Exercise ▸ Return every line of the entries that follow which contains the string "below". Matching is case-sensitive.

┌─ Given entries

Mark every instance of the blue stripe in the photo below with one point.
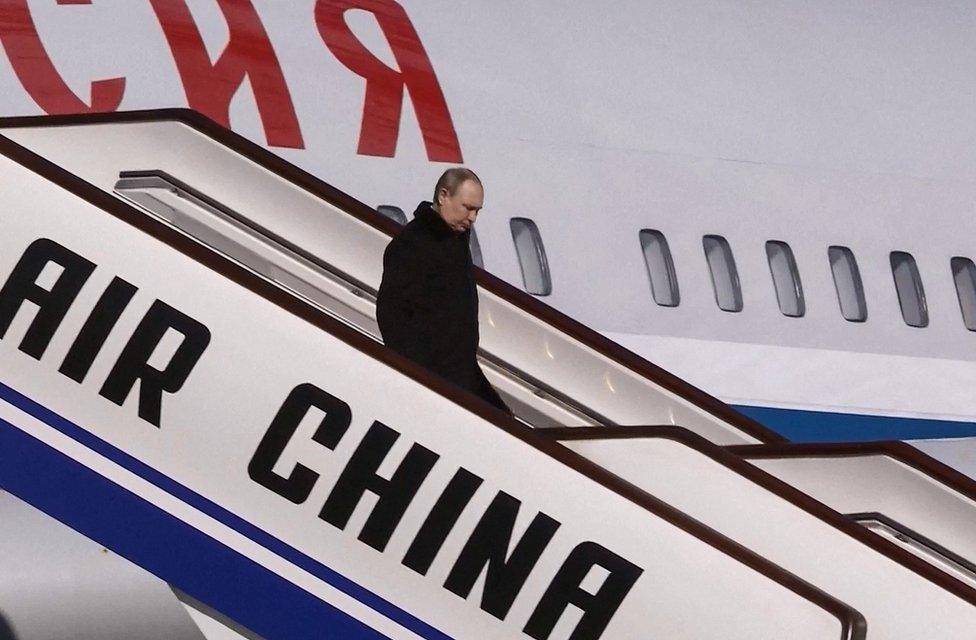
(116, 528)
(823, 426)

└─
┌─ Given entries

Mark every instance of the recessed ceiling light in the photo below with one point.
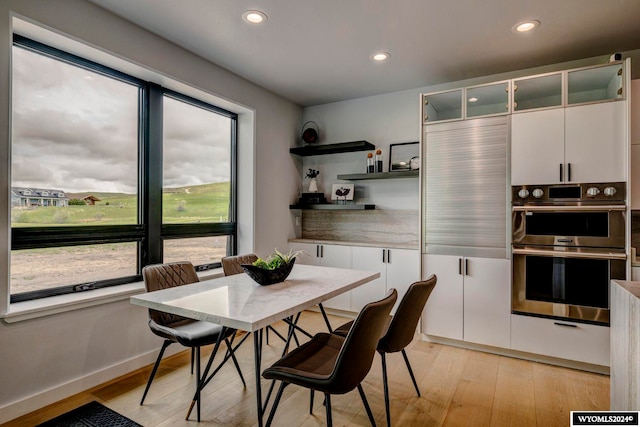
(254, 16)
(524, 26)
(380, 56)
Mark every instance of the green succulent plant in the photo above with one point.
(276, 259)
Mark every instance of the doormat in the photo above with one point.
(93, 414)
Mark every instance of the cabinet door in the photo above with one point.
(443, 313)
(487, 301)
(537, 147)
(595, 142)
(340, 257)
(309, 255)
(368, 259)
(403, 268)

└─

Answer ▸
Mark every instance of the blue stripe in the photo below with one point.
Mark every instance of the recessed ceiling light in the photo below with one point.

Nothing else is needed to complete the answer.